■ AIM OF THE EXERCISE ■
Reproduce the data verbatim, beginning at the line containing "line on pitch?" and continuing through the line containing "386,55 -> 905,670", with both of those lines included.

════════

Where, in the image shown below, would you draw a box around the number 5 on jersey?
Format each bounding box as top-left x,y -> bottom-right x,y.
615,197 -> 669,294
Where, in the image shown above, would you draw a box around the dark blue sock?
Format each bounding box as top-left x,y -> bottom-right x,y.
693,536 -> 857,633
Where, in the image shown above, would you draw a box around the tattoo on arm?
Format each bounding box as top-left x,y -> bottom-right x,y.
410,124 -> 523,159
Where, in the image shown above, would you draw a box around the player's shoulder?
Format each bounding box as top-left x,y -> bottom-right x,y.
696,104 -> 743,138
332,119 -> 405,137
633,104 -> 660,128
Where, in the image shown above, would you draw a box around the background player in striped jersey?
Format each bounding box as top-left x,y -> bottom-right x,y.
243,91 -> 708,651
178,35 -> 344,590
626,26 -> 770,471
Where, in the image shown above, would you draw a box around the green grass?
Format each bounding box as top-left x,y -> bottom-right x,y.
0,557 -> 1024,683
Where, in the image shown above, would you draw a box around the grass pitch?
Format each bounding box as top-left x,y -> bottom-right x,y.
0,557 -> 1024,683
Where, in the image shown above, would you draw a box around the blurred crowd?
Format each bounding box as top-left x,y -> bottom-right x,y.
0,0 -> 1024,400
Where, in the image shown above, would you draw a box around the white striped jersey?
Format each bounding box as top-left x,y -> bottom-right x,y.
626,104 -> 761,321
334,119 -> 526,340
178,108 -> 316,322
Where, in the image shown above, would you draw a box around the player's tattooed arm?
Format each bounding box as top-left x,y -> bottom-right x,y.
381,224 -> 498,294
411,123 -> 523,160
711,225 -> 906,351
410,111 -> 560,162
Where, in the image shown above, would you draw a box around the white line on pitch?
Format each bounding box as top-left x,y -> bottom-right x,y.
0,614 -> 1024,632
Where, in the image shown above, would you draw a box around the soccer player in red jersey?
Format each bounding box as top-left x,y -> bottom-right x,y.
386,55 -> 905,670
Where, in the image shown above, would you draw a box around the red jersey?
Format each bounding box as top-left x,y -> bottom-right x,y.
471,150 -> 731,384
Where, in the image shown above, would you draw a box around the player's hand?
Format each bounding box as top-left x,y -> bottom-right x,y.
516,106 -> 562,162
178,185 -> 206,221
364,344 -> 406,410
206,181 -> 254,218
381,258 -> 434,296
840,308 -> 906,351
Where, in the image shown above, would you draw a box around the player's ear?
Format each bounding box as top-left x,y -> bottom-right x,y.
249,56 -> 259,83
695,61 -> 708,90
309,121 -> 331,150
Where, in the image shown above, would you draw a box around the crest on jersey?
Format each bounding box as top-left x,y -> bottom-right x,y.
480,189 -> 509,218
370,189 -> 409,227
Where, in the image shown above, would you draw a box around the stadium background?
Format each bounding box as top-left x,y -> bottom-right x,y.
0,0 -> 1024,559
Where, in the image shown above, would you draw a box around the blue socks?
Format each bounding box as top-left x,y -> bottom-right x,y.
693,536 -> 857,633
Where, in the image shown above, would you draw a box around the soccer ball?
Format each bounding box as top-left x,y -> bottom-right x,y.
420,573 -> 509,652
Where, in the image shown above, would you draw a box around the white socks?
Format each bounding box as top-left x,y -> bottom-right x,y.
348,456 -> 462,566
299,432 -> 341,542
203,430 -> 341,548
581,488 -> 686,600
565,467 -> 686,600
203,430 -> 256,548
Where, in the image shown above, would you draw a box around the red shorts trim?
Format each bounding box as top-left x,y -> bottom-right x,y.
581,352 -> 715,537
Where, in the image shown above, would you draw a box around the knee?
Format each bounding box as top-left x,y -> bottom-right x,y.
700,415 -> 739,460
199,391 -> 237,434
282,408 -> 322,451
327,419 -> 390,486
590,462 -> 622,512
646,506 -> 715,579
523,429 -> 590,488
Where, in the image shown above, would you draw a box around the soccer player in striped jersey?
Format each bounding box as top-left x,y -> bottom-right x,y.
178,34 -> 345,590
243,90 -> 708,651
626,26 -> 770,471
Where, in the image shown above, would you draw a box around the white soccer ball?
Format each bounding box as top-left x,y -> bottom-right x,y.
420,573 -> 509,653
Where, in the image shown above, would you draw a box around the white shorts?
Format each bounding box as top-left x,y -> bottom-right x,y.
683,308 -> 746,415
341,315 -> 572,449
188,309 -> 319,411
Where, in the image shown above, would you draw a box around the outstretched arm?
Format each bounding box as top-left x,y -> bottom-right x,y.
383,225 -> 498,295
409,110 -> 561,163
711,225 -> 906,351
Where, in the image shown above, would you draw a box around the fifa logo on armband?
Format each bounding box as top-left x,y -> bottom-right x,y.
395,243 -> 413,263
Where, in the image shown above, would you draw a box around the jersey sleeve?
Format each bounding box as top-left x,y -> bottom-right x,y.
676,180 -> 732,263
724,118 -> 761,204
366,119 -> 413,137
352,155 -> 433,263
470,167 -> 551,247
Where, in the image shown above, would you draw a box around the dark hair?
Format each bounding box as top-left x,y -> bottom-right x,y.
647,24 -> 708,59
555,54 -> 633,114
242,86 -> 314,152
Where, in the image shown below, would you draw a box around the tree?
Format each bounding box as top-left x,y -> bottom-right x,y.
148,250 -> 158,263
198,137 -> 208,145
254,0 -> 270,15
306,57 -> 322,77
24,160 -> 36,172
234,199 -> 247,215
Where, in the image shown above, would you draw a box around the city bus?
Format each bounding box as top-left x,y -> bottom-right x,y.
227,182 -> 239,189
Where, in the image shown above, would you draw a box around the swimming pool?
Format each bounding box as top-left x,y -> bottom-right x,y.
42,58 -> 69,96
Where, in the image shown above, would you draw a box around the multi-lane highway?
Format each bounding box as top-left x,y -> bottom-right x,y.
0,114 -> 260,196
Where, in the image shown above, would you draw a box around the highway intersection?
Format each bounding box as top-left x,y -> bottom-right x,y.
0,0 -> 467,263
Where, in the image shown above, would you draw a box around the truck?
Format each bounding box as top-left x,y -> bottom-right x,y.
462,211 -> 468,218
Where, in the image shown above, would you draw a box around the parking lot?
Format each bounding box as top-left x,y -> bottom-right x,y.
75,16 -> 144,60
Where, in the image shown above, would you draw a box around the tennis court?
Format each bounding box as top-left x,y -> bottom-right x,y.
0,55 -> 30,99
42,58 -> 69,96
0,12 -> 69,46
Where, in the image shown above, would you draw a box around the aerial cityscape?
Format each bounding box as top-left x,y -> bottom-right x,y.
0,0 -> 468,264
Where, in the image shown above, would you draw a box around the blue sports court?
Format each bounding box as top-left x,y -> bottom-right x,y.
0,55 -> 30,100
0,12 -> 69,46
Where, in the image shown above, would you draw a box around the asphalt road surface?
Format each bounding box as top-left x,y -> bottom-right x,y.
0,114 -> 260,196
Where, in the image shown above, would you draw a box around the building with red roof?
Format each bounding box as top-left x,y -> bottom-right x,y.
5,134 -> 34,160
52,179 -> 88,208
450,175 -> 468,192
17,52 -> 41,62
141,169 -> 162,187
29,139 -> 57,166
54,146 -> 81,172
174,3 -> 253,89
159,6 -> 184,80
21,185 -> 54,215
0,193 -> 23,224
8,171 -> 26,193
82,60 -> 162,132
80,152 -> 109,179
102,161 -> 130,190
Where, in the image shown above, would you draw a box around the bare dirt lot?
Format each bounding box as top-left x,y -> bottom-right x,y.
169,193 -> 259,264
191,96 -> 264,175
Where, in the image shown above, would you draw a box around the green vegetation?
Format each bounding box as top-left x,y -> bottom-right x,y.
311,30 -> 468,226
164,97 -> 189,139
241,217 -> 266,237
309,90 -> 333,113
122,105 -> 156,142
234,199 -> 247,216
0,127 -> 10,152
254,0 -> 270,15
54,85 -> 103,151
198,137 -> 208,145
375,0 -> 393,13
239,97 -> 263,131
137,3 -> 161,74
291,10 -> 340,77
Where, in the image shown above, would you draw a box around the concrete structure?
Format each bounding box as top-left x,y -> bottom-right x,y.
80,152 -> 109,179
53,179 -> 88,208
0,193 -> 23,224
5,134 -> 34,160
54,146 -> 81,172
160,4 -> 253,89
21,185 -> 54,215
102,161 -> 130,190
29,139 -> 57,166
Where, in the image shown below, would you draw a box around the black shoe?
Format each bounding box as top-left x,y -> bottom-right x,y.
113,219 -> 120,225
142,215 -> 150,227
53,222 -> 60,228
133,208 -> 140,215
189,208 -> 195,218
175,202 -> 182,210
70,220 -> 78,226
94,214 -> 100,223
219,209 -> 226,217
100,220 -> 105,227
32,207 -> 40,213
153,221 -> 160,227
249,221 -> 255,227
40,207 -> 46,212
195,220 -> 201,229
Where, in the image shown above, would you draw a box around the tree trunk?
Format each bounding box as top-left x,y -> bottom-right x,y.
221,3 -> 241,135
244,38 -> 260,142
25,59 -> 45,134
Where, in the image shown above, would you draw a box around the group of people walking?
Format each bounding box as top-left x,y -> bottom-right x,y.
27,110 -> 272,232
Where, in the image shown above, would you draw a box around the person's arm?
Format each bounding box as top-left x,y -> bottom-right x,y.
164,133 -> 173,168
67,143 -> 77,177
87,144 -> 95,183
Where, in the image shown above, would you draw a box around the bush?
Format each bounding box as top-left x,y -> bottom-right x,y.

════════

■ IN RESPONSE ■
Where, in the image shown above, would you draw a box around the white line on pitch?
Format each bounding box as top-left x,y -> bottom-right x,y.
0,614 -> 1024,632
Where, in the image shown above, would you draw a box around the soccer player in red jersey?
Format each bounding box as top-left x,y -> bottom-right x,y.
386,55 -> 905,670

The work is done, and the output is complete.